▶ _The task_: Turn the lines of the listing starting at the line containing "If you could place a marker on the curb" and ending at the line containing "point(561, 555)" into a Markdown table with the columns Row and Line, leaving out any blank lines.

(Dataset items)
★ ★ ★ ★

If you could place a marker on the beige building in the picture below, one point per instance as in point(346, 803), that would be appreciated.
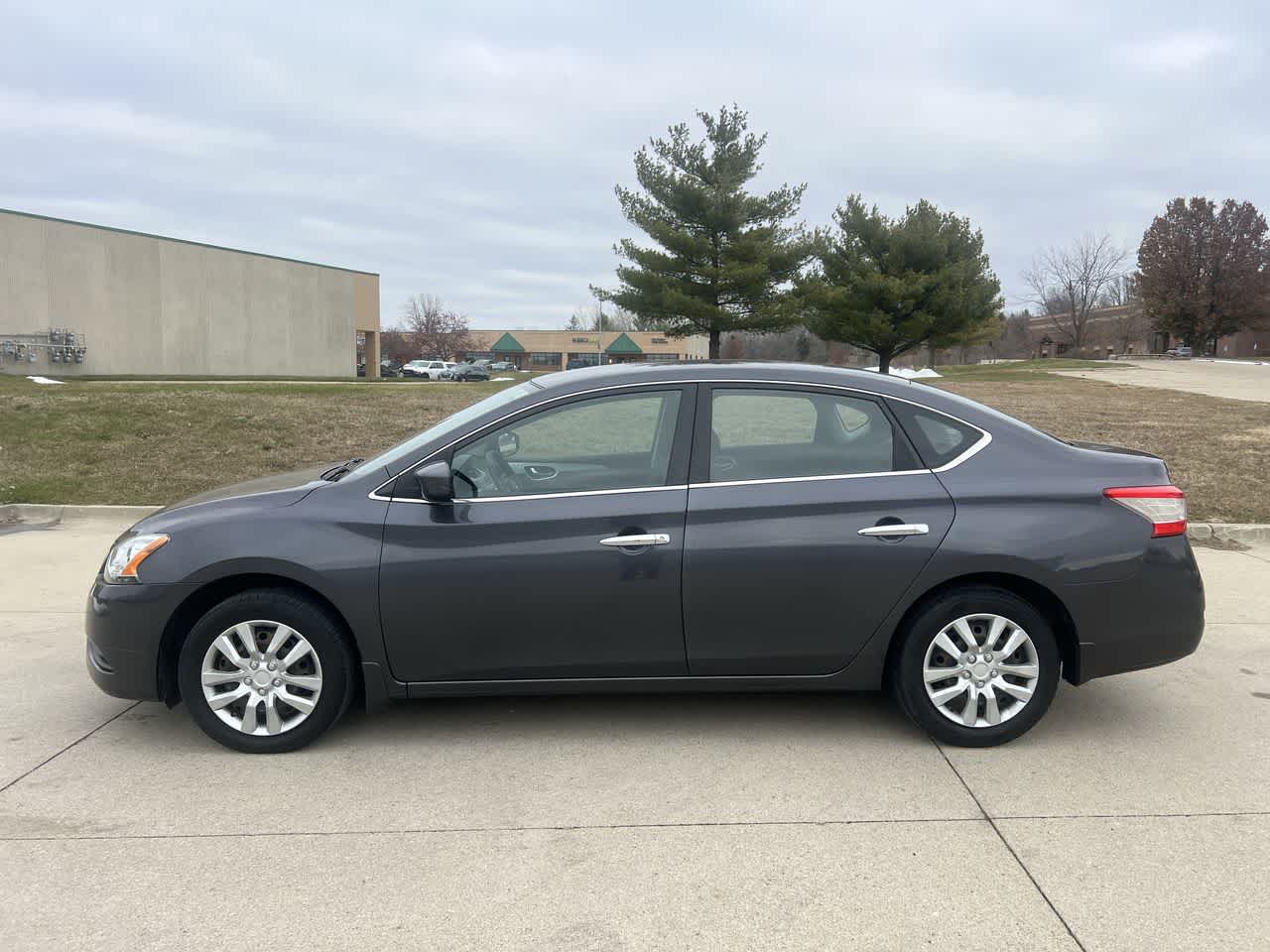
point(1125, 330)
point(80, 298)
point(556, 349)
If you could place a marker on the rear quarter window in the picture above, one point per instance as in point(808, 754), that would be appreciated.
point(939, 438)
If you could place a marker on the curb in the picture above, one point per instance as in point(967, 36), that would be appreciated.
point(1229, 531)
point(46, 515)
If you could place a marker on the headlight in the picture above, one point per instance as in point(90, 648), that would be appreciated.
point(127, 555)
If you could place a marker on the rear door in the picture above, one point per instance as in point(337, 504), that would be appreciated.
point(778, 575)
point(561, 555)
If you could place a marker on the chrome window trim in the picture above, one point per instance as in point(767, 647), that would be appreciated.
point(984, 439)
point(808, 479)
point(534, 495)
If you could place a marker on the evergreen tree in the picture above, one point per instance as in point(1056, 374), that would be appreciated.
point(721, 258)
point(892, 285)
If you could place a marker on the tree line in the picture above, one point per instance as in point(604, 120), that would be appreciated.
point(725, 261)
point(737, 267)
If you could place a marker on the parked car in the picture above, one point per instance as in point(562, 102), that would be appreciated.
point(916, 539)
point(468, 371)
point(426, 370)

★ ★ ★ ★

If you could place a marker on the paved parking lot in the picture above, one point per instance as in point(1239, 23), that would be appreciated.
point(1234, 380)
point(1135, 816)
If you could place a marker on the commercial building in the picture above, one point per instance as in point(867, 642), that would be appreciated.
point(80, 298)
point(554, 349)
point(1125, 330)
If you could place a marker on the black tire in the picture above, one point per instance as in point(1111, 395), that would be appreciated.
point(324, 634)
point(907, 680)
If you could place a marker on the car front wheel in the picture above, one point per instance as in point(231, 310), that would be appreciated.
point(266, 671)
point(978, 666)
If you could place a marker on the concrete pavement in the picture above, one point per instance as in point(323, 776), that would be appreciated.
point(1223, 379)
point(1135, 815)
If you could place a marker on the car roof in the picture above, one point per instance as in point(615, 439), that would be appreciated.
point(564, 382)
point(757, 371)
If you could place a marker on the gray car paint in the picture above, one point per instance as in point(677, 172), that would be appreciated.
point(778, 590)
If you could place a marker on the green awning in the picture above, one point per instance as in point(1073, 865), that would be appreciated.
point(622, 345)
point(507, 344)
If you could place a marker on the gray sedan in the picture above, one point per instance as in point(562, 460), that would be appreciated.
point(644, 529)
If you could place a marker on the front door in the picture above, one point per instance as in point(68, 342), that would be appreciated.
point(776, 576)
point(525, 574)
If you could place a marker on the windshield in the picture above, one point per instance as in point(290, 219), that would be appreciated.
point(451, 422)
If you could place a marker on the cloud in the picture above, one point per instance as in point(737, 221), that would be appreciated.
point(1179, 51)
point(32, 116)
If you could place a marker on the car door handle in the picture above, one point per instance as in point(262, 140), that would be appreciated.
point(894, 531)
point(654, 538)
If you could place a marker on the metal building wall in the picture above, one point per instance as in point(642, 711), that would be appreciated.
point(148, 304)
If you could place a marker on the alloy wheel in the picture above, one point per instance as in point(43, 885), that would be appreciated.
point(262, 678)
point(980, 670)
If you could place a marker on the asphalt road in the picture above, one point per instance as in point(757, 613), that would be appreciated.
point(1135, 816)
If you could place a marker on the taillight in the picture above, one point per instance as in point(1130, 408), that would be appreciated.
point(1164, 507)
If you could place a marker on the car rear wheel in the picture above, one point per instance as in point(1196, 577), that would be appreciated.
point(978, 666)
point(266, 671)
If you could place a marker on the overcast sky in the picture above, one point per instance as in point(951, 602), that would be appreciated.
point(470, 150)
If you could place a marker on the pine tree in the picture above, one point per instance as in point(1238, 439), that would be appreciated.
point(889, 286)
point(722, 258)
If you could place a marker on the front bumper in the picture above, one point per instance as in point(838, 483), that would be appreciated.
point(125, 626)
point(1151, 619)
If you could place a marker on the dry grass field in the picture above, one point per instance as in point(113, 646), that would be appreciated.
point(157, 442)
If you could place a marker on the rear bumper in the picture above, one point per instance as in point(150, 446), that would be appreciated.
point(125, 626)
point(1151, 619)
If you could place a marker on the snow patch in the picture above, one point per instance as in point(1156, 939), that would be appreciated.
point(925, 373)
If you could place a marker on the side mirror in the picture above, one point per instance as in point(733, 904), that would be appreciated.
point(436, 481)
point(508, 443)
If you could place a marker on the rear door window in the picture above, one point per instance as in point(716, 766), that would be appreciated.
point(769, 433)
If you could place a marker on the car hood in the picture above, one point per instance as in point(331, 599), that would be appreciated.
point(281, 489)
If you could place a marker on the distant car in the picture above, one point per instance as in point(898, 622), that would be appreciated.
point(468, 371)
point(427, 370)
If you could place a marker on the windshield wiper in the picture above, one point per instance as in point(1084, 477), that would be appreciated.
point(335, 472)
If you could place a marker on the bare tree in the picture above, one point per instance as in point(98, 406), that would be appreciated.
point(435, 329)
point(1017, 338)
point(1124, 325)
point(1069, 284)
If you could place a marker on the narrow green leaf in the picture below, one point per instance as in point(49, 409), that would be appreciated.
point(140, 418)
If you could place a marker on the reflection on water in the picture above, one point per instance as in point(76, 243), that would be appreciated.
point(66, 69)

★ ★ ★ ★

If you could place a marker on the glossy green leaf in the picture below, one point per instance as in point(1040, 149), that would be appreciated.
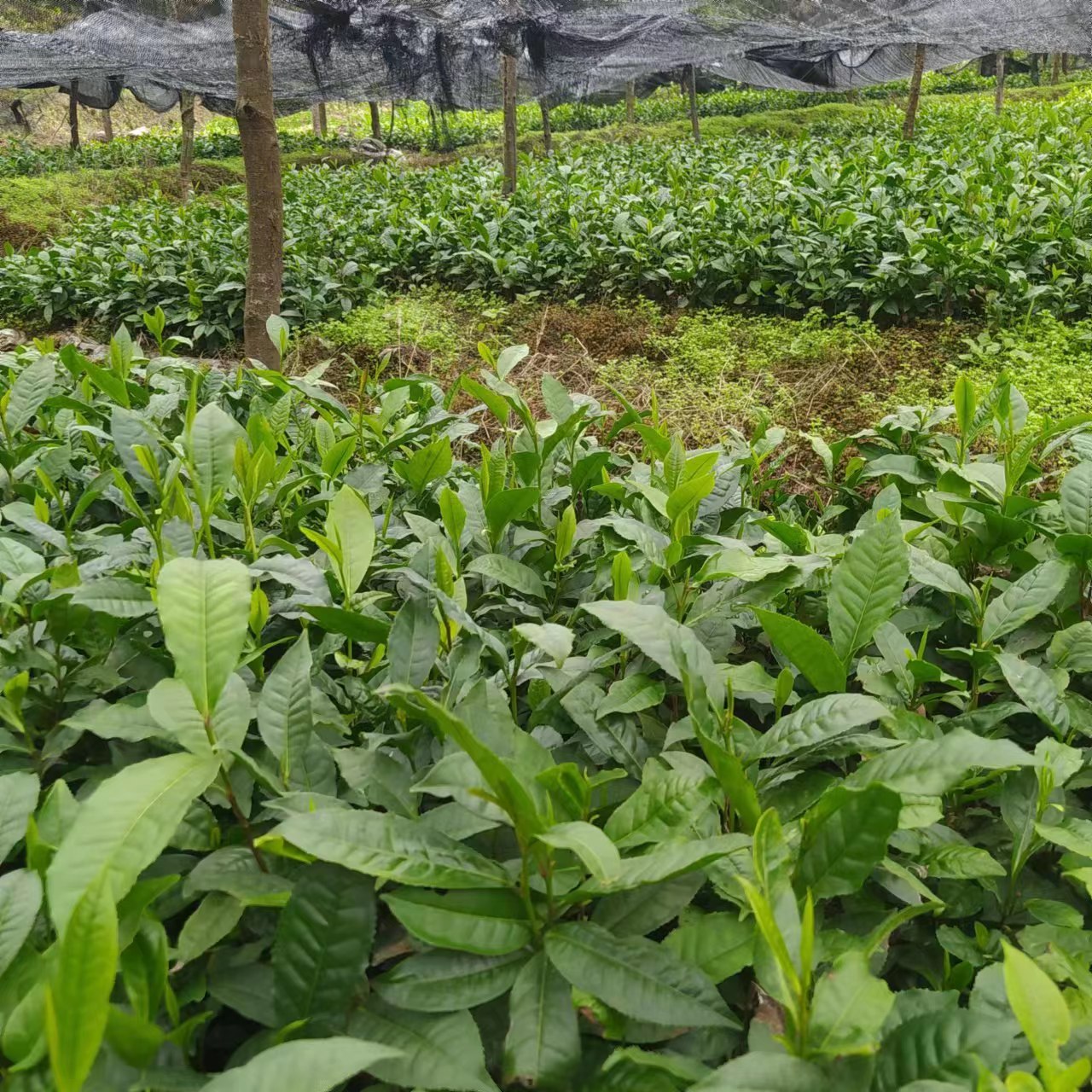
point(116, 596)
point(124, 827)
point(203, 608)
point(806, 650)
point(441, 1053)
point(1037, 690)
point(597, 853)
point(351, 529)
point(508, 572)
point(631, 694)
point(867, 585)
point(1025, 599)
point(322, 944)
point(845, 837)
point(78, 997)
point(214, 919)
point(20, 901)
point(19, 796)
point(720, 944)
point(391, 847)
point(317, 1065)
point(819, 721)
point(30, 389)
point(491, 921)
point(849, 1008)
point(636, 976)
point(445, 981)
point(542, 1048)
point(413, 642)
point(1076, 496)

★ ★ ★ ★

▶ _Task response_:
| Row | Line |
|---|---|
| 1 | If you could place a marker on the curb in the picture above, one point per instance as in point(967, 36), that would be appreciated. |
| 2 | point(1229, 531) |
| 3 | point(46, 515) |
| 4 | If you could place a marker on the headlight in the picture above, one point per instance as in point(90, 648), that would be appreciated. |
| 5 | point(127, 555) |
| 6 | If you could place a marker on the rear door in the picture above, one point per instance as in point(337, 504), that would be appreciated. |
| 7 | point(778, 575) |
| 8 | point(561, 555) |